- Assignment: From the records below, copy out exactly the lines from the one containing "box: [177, 0, 201, 87]" to the one containing "0H291L212 98L184 161L206", both included. Add nothing else.

- Records for the task:
----------

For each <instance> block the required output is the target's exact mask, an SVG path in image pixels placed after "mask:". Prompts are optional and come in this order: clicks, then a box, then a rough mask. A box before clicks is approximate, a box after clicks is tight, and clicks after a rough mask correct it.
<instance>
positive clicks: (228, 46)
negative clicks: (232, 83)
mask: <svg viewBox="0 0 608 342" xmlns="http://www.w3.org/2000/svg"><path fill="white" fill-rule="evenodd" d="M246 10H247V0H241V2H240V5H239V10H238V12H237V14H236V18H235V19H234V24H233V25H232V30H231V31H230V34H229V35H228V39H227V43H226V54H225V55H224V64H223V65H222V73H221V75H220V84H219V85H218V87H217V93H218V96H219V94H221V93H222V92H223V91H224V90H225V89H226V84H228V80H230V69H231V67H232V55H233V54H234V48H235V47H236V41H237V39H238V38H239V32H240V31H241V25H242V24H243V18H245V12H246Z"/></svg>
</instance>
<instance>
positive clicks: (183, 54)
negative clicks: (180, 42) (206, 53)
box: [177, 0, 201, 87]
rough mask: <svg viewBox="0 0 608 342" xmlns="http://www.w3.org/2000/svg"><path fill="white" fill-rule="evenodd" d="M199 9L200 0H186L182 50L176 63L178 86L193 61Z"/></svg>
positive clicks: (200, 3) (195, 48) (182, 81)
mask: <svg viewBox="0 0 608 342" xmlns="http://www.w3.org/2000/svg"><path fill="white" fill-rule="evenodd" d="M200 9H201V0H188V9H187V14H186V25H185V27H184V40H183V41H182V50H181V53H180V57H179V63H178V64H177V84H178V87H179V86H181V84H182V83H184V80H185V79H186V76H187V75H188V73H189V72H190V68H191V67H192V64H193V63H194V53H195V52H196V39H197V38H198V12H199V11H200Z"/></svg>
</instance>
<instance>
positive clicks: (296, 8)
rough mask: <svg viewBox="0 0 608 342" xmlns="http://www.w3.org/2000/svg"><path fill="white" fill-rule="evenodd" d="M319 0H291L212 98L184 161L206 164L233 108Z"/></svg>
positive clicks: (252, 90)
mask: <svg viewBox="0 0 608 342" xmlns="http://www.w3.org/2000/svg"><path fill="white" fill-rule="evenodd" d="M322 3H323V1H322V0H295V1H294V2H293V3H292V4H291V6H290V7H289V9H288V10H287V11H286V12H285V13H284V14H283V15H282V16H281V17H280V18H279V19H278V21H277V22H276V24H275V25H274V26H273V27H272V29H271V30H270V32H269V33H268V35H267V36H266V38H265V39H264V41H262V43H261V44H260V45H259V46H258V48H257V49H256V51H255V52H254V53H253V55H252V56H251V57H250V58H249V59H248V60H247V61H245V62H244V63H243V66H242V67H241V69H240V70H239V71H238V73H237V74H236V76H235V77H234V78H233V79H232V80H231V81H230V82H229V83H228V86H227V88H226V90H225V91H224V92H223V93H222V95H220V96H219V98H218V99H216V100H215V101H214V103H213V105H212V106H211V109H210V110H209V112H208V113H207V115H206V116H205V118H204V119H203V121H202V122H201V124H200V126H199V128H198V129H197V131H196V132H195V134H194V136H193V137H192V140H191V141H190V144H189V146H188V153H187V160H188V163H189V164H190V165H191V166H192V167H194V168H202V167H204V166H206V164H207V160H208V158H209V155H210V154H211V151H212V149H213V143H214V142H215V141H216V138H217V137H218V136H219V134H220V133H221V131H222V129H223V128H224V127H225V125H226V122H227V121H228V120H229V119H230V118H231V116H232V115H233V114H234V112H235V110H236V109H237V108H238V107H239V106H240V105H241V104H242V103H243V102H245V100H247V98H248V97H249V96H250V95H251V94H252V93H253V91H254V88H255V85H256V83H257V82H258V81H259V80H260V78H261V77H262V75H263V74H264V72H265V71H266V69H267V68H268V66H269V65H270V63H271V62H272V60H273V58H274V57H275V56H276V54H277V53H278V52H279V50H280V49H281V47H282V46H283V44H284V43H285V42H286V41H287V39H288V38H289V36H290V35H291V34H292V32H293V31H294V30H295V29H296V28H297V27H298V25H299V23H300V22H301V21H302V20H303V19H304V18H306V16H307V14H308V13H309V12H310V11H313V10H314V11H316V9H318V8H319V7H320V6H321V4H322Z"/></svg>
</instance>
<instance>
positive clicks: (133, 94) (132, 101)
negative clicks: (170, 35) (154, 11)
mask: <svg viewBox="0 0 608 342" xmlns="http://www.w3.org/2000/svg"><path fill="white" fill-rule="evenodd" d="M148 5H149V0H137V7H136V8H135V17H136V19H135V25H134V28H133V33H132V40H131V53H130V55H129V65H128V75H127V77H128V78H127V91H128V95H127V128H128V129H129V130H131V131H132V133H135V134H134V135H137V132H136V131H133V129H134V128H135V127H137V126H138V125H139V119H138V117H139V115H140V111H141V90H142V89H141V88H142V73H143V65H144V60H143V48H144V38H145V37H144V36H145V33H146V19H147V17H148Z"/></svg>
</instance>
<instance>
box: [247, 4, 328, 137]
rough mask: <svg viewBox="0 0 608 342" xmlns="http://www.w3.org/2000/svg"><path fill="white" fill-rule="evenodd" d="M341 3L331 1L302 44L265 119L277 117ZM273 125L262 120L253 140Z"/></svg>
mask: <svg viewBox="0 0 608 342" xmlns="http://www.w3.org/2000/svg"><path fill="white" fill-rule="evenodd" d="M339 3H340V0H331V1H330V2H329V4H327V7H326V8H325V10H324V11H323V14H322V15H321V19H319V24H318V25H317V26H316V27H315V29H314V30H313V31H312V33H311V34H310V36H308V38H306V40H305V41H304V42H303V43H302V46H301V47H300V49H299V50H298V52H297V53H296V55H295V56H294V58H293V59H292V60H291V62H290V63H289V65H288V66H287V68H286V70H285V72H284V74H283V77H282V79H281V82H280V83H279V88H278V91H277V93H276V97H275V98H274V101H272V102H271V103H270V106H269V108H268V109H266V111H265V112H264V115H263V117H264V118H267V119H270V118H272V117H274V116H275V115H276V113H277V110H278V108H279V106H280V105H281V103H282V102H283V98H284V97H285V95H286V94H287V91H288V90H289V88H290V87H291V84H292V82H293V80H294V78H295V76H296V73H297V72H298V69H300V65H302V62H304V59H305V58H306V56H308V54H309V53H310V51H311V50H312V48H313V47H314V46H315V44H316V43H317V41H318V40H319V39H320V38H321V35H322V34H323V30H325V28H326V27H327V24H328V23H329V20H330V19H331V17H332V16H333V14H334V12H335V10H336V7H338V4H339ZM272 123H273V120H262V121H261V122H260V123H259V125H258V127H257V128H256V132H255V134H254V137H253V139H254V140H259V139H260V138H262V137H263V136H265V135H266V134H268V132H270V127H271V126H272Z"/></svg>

----------

- Response box:
box: [177, 0, 201, 87]
rough mask: <svg viewBox="0 0 608 342" xmlns="http://www.w3.org/2000/svg"><path fill="white" fill-rule="evenodd" d="M199 9L200 0H186L182 50L176 63L178 86L193 61Z"/></svg>
positive clicks: (200, 3) (195, 48) (182, 81)
mask: <svg viewBox="0 0 608 342" xmlns="http://www.w3.org/2000/svg"><path fill="white" fill-rule="evenodd" d="M200 9H201V0H188V9H187V14H186V25H185V27H184V40H183V41H182V50H181V53H180V57H179V63H178V64H177V84H178V87H179V86H181V84H182V83H184V80H185V79H186V76H187V75H188V73H189V72H190V68H191V67H192V64H193V63H194V53H195V52H196V39H197V38H198V12H199V11H200Z"/></svg>
</instance>
<instance>
positive clicks: (296, 8)
rough mask: <svg viewBox="0 0 608 342" xmlns="http://www.w3.org/2000/svg"><path fill="white" fill-rule="evenodd" d="M319 0H291L212 98L184 161L206 164L233 108Z"/></svg>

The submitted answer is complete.